Input for this task
####################
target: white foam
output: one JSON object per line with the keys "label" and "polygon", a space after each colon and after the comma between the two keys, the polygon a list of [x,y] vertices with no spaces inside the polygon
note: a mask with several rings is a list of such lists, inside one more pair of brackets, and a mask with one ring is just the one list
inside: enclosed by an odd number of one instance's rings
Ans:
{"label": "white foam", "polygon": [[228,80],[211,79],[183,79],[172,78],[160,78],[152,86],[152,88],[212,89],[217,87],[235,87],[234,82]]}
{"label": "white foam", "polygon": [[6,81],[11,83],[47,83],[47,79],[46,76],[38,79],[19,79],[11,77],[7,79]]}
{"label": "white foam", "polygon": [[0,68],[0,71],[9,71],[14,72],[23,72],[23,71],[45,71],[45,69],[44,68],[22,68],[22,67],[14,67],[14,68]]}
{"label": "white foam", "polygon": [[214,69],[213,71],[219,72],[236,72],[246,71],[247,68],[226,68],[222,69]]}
####################
Given exercise
Write out all the lines above again, renaming every "rings" to "loops" and leaving everything else untouched.

Response below
target: white foam
output: one JSON object per line with the keys "label" and "polygon", a space after each colon and after the comma between the two keys, the polygon a list of [x,y] vertices with no spaces inside the polygon
note: a mask with several loops is a list of such lists, inside one more pair of brackets, and a mask with one ring is just the one list
inside: enclosed by an odd number of one instance's loops
Ans:
{"label": "white foam", "polygon": [[228,80],[211,79],[183,79],[172,78],[160,78],[152,86],[152,88],[212,89],[217,87],[235,87],[234,82]]}
{"label": "white foam", "polygon": [[6,81],[11,83],[47,83],[47,79],[46,76],[38,79],[19,79],[11,77],[7,79]]}
{"label": "white foam", "polygon": [[0,68],[0,71],[9,71],[14,72],[23,72],[23,71],[45,71],[45,69],[44,68],[22,68],[22,67],[14,67],[14,68]]}
{"label": "white foam", "polygon": [[214,69],[213,71],[219,72],[236,72],[246,71],[247,68],[226,68],[222,69]]}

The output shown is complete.